Set down exactly, and only, the lines from the one with "stone face, put" to the final line of the entries, both included.
>> BEGIN The data
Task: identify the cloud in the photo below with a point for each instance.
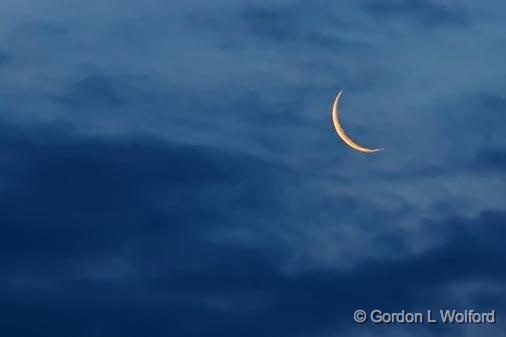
(427, 12)
(123, 227)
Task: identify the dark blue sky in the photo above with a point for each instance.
(169, 168)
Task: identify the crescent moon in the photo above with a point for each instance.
(347, 140)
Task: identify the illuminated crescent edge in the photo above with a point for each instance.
(347, 140)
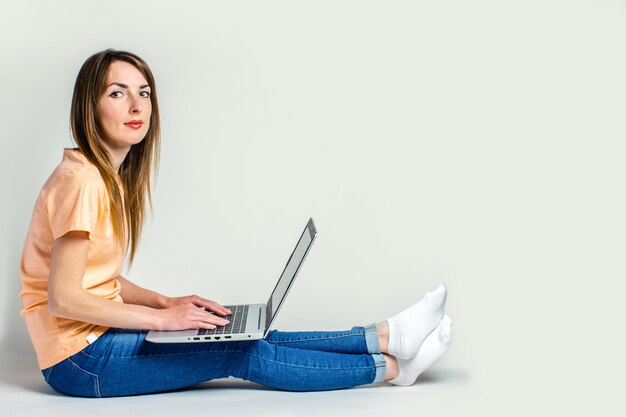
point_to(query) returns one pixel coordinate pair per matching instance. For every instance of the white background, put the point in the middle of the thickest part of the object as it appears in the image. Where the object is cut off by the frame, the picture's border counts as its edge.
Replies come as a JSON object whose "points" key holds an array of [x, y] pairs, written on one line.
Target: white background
{"points": [[477, 143]]}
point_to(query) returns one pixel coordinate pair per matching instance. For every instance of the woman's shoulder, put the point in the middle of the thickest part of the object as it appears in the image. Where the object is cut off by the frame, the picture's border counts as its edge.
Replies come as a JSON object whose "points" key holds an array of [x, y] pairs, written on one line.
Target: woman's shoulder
{"points": [[75, 170]]}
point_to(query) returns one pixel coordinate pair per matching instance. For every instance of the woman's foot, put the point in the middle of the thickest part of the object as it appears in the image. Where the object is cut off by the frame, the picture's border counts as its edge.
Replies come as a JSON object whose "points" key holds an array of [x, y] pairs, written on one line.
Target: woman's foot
{"points": [[408, 329], [431, 350]]}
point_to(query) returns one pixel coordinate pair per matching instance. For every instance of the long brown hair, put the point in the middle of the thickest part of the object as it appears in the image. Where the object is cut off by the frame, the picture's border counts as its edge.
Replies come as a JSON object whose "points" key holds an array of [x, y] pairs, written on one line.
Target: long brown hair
{"points": [[142, 159]]}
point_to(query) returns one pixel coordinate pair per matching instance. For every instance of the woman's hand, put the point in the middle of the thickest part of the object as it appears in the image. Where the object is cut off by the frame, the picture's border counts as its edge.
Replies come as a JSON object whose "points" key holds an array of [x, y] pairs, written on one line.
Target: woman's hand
{"points": [[200, 302], [190, 312]]}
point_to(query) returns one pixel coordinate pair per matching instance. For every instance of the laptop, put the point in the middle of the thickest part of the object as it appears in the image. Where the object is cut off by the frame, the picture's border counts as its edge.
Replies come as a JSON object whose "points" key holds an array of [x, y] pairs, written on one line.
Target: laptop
{"points": [[248, 321]]}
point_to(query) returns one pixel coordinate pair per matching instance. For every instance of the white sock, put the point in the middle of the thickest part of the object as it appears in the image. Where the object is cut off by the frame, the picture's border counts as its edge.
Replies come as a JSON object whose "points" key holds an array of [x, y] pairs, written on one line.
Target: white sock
{"points": [[408, 329], [431, 350]]}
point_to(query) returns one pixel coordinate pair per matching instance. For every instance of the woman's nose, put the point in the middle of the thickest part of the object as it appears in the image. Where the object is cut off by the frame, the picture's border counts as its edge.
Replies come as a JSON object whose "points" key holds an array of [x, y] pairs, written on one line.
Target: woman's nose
{"points": [[135, 105]]}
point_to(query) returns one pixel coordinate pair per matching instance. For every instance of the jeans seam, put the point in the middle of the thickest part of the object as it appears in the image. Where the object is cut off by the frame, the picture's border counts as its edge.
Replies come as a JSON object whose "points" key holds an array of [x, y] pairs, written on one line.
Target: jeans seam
{"points": [[48, 373], [96, 378], [308, 339], [86, 354], [242, 352]]}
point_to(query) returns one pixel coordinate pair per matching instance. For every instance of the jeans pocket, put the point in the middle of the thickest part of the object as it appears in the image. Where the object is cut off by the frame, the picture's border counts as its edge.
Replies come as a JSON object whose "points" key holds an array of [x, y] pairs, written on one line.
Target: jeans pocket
{"points": [[68, 378]]}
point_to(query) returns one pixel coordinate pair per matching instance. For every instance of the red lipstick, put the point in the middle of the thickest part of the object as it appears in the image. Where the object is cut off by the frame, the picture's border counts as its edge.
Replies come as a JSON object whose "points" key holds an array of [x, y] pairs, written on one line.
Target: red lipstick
{"points": [[135, 124]]}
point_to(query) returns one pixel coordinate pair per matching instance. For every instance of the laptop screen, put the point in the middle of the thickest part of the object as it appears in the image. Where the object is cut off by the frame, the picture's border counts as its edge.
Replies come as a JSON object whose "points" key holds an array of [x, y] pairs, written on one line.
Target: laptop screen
{"points": [[290, 272]]}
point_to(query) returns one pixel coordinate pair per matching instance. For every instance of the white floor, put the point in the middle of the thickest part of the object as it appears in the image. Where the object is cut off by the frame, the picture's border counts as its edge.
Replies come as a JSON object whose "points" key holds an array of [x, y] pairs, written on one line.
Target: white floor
{"points": [[441, 392]]}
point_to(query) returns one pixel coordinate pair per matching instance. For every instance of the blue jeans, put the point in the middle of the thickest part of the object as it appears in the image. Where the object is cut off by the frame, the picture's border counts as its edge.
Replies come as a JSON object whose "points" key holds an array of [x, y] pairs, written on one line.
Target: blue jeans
{"points": [[121, 362]]}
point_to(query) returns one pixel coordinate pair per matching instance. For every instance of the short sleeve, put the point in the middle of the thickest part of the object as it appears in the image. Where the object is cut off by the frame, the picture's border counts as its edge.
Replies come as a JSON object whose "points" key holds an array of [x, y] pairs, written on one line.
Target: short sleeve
{"points": [[74, 201]]}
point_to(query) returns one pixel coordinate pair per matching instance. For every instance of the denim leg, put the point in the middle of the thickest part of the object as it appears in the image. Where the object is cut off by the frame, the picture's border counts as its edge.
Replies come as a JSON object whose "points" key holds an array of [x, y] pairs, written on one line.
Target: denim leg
{"points": [[357, 340], [121, 362]]}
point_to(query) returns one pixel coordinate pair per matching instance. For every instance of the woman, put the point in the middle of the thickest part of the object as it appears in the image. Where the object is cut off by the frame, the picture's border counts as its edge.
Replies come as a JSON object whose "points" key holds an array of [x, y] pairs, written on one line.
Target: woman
{"points": [[88, 323]]}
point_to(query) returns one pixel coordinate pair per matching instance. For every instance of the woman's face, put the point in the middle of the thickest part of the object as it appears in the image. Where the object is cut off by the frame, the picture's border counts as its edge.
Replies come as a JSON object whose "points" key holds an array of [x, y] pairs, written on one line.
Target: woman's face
{"points": [[124, 109]]}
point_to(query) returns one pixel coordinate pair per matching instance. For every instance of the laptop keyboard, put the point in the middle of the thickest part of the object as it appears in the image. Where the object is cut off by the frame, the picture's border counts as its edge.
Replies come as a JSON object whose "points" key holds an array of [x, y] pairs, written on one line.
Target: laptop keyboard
{"points": [[237, 322]]}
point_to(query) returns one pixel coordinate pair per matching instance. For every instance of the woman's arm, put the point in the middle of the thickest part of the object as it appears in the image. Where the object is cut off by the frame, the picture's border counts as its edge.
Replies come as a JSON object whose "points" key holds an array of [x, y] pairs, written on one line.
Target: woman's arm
{"points": [[134, 294], [67, 298]]}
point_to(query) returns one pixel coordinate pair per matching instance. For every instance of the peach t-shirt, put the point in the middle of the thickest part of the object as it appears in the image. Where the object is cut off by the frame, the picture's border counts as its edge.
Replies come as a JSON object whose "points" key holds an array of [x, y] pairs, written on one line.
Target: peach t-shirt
{"points": [[73, 198]]}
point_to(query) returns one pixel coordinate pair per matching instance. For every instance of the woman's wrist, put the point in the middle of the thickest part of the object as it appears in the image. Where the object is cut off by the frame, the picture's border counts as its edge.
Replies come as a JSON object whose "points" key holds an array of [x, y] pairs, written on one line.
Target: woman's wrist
{"points": [[163, 301]]}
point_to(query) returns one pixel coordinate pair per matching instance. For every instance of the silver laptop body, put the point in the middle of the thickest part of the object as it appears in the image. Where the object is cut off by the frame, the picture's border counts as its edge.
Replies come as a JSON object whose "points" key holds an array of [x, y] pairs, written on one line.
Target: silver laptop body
{"points": [[249, 321]]}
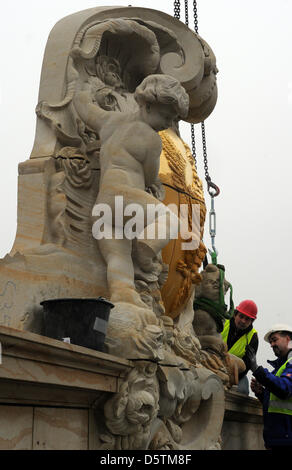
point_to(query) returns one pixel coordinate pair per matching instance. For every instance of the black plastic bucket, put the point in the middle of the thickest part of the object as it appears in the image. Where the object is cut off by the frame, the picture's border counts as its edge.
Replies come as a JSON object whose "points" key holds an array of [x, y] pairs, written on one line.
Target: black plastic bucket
{"points": [[84, 321]]}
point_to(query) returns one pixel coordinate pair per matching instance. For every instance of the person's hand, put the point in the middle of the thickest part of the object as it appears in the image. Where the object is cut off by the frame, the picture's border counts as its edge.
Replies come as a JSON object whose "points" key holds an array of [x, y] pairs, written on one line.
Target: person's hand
{"points": [[251, 356]]}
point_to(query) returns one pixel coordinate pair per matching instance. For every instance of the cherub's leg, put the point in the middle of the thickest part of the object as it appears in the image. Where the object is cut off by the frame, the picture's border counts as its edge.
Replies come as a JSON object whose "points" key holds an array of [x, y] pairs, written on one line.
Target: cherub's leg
{"points": [[120, 272], [159, 231]]}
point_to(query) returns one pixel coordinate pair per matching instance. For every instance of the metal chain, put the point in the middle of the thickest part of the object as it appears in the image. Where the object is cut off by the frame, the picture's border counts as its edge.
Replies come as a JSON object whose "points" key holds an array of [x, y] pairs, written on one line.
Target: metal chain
{"points": [[194, 151]]}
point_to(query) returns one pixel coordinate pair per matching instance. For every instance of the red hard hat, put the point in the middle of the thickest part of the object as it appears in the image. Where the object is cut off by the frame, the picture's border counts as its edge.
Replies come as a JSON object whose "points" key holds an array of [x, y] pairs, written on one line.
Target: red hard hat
{"points": [[248, 308]]}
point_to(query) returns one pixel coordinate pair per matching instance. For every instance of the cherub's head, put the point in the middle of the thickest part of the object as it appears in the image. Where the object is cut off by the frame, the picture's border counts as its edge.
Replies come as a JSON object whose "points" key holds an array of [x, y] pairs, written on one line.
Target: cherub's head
{"points": [[162, 100]]}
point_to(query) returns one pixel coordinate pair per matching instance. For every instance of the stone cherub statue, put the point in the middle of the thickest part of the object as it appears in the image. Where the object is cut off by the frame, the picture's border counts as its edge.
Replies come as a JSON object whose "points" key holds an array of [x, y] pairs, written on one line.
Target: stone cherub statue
{"points": [[208, 323], [129, 159]]}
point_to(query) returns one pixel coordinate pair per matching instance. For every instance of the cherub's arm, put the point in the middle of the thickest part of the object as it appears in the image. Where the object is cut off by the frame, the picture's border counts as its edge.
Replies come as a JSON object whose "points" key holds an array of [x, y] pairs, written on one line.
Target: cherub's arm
{"points": [[91, 114]]}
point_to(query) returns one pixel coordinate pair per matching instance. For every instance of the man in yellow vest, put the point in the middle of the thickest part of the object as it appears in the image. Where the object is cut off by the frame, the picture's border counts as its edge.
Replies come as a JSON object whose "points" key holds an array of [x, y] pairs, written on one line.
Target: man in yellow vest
{"points": [[240, 336], [274, 389]]}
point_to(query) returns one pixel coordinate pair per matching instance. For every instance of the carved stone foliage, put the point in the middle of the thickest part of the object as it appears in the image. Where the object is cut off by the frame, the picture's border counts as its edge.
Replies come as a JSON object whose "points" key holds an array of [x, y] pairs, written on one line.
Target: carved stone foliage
{"points": [[103, 53], [72, 192]]}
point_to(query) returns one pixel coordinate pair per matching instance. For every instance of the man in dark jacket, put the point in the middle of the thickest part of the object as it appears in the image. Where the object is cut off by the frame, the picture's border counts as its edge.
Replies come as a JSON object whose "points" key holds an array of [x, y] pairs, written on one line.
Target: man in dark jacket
{"points": [[274, 389]]}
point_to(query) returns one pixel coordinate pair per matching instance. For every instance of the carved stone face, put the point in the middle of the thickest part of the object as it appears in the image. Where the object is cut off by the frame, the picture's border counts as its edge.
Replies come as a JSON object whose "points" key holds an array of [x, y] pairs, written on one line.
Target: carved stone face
{"points": [[210, 285], [159, 116]]}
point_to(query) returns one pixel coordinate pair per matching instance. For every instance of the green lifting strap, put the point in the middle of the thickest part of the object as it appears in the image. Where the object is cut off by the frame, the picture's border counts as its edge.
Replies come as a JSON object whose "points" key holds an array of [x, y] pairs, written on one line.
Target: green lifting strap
>> END The data
Full solution:
point_to(query) returns one pixel coordinate pair per matching instance. For every instance of the carved stone face, put the point in the middle of the thickest part of the object as it appears in the image. Where the object is cut off by the frame, the picture's border counts as its edge.
Replies come as a JSON object whose "points" key holds an array of [x, y] pairs, written on one line.
Target: carved stone face
{"points": [[210, 285], [159, 116]]}
point_to(query) returns one pixel coordinate pair per matching instance. For every instance of the green lifting strap, put the point in the middle of the thickest part of the object as it appears in the image. Where the object is cut off by the frame, the picture's border counts as its edge.
Replies come as a JSON object whose "points" key holds an array of [x, y] pairs, written on one line.
Target: green lifting strap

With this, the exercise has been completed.